#### [DATA TO PROCESS]
┏━━

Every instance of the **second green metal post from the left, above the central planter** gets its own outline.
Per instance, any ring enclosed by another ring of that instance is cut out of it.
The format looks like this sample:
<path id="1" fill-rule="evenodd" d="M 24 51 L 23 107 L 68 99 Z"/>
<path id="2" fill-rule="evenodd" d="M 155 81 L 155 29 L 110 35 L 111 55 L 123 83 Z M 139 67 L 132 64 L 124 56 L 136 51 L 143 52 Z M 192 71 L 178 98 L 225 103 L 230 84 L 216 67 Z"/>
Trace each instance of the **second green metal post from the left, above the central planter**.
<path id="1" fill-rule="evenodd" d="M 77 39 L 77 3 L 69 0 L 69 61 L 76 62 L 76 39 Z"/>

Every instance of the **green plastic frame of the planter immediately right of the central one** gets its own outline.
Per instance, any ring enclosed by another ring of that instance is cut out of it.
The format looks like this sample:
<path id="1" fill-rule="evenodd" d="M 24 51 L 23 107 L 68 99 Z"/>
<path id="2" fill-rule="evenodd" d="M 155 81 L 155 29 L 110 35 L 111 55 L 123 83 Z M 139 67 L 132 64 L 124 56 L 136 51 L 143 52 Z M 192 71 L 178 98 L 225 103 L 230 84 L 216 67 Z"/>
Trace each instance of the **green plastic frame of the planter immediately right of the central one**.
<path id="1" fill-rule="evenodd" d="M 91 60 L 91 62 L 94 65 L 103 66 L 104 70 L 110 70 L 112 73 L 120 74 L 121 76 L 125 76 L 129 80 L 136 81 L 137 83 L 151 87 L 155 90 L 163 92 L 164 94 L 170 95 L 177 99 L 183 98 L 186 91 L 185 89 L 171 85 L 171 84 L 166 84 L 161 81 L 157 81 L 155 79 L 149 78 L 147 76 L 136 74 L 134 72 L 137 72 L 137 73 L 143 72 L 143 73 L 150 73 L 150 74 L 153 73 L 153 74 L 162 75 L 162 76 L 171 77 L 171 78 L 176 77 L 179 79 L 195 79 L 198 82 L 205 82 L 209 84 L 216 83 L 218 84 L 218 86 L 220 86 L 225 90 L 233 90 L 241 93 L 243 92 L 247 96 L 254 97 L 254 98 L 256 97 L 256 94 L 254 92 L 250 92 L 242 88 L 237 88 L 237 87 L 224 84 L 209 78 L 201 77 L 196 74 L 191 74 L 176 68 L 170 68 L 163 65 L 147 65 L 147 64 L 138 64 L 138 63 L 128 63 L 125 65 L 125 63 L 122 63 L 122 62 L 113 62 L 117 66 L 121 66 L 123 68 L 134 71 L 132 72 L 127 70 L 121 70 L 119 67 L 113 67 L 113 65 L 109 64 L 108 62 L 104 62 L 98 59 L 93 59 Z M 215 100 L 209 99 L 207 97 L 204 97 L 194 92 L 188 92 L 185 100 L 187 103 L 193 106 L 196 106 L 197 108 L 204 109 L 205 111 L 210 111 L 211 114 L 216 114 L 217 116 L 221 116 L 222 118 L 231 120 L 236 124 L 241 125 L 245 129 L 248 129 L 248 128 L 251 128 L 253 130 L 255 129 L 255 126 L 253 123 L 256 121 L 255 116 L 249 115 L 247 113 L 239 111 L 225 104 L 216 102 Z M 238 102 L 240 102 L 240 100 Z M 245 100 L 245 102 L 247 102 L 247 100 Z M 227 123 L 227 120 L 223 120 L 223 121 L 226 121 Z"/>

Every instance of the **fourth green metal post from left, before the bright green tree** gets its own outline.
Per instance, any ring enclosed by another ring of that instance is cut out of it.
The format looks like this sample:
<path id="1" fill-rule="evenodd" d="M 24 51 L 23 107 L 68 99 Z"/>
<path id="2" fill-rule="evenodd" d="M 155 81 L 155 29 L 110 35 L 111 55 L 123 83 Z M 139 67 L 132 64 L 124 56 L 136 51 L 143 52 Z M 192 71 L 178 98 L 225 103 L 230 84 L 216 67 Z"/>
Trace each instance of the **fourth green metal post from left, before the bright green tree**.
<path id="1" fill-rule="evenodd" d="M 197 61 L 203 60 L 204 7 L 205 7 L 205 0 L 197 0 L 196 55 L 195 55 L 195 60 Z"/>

┗━━
┏━━

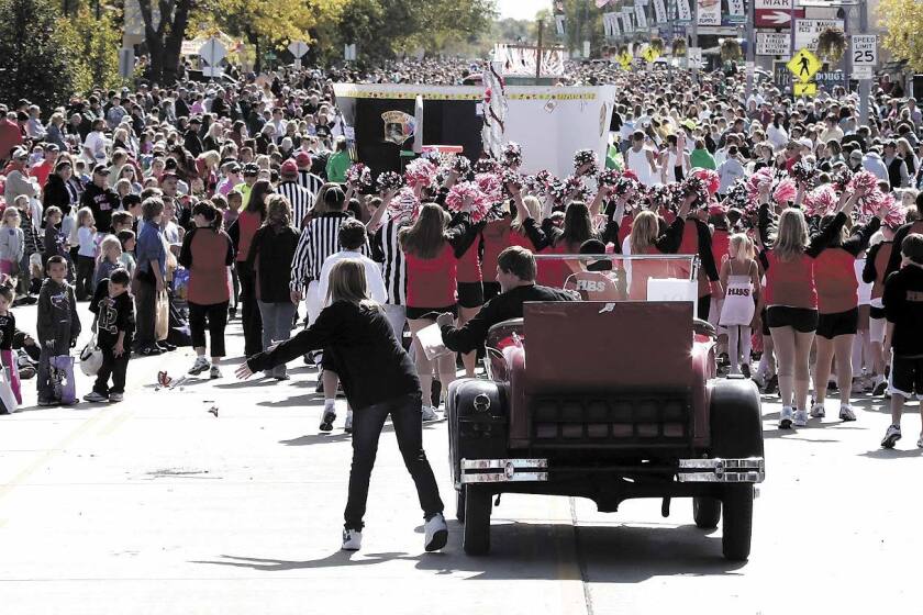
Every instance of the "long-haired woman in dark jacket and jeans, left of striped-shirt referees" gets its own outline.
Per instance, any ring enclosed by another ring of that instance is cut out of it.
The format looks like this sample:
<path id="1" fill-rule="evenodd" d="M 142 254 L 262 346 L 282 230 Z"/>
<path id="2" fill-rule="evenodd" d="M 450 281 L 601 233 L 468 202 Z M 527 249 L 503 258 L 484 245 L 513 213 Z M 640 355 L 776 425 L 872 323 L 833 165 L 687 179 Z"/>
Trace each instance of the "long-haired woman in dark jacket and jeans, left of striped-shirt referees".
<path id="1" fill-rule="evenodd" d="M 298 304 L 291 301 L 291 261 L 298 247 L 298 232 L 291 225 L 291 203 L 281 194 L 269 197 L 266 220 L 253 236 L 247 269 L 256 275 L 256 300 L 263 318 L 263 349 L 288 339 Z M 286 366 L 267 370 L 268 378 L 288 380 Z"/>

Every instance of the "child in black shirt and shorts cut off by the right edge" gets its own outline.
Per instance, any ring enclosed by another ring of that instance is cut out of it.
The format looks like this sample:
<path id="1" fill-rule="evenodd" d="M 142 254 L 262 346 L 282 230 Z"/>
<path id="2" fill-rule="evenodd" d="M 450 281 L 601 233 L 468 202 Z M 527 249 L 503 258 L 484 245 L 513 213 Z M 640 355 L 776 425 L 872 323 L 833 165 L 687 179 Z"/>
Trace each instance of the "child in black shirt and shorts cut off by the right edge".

┗━━

Count the lines of the data that include the string "gets", and give only that number.

#### [EXPECTED OUTPUT]
5